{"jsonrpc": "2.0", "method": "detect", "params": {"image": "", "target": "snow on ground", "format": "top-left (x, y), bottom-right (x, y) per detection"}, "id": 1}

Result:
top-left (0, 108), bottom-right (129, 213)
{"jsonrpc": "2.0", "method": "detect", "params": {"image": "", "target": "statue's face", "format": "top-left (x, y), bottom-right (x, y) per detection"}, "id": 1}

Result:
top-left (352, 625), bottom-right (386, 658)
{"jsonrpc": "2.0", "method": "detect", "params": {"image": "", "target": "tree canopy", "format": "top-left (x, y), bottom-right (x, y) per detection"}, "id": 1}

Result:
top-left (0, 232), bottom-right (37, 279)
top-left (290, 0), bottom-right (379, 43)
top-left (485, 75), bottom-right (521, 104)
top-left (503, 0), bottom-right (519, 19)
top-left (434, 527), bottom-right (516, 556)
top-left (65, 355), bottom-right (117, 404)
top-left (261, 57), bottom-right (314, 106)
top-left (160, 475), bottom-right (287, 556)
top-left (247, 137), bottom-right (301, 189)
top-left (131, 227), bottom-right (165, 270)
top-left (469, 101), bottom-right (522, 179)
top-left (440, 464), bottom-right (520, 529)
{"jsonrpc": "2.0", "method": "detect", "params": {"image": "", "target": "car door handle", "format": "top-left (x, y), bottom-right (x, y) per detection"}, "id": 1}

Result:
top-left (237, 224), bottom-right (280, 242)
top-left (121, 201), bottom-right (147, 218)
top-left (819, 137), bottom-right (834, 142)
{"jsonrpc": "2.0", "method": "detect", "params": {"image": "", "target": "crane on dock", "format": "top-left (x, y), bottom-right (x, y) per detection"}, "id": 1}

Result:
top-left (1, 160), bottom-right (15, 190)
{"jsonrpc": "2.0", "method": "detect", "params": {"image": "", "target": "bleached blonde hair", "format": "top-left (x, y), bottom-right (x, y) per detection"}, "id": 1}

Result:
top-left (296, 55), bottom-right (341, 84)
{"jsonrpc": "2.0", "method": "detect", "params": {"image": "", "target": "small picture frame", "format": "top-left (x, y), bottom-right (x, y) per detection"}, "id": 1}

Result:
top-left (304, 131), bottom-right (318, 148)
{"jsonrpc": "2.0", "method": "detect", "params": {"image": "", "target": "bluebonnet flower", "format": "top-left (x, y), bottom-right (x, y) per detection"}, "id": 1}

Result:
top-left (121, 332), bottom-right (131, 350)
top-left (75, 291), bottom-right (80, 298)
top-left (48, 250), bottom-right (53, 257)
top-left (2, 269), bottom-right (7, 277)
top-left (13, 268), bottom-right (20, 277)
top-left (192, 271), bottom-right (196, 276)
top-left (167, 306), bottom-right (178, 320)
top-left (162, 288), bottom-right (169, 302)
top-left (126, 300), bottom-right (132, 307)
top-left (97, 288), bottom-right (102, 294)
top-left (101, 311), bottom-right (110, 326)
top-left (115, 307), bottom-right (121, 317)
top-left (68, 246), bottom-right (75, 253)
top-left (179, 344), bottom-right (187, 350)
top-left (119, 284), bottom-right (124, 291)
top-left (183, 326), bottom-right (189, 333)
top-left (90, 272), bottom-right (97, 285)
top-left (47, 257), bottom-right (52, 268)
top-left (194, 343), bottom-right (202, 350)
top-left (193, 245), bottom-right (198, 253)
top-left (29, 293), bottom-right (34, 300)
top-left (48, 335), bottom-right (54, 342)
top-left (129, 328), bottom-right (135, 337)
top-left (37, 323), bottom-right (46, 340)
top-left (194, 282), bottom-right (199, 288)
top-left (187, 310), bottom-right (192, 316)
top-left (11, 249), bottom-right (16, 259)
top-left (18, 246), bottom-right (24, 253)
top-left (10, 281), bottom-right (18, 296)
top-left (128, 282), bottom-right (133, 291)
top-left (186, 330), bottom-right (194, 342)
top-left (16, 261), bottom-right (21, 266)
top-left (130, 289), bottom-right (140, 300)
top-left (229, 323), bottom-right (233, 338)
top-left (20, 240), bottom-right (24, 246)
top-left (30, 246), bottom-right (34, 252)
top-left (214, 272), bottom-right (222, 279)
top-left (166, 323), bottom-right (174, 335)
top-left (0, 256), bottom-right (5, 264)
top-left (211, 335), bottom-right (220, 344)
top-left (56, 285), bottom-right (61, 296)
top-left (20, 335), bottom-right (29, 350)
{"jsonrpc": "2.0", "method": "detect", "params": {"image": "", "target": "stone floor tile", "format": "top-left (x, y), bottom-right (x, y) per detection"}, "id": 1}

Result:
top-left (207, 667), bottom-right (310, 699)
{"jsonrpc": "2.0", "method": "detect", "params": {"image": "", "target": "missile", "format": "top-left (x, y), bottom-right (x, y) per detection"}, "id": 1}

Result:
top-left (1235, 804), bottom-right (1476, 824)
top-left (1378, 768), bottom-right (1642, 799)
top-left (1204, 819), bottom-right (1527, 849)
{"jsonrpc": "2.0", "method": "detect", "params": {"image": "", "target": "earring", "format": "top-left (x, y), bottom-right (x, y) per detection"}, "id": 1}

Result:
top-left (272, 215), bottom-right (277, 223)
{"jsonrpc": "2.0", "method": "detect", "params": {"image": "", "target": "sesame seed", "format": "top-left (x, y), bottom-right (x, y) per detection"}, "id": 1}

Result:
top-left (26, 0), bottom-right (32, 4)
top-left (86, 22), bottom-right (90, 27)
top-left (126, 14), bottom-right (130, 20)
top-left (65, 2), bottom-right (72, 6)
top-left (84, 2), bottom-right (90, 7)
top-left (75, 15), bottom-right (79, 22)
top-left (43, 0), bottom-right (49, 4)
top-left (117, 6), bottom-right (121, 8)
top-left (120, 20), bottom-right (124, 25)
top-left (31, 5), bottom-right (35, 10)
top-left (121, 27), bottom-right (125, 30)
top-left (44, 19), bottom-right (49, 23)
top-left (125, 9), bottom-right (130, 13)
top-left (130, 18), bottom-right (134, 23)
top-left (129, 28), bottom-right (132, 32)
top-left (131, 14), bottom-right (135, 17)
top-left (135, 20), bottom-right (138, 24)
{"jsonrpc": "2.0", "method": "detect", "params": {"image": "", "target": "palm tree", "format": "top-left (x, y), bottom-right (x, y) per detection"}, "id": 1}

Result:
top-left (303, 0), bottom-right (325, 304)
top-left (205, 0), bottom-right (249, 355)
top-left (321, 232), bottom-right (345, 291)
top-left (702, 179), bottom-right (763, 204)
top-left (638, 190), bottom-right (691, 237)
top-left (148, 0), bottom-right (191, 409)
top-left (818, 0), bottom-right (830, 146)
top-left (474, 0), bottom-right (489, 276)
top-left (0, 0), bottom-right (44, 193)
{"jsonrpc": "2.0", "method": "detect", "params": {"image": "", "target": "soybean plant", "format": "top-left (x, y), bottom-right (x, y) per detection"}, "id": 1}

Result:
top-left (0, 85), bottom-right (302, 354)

Your assignment: The word "tree" appears in some lines above. Return every one of those lines.

Answer to this task:
{"jsonrpc": "2.0", "method": "detect", "params": {"image": "", "target": "tree canopy", "format": "top-left (x, y), bottom-right (x, y) per detection"}, "id": 1}
{"jsonrpc": "2.0", "method": "detect", "params": {"image": "", "target": "palm tree", "format": "top-left (x, y), bottom-right (x, y) per detection"}, "id": 1}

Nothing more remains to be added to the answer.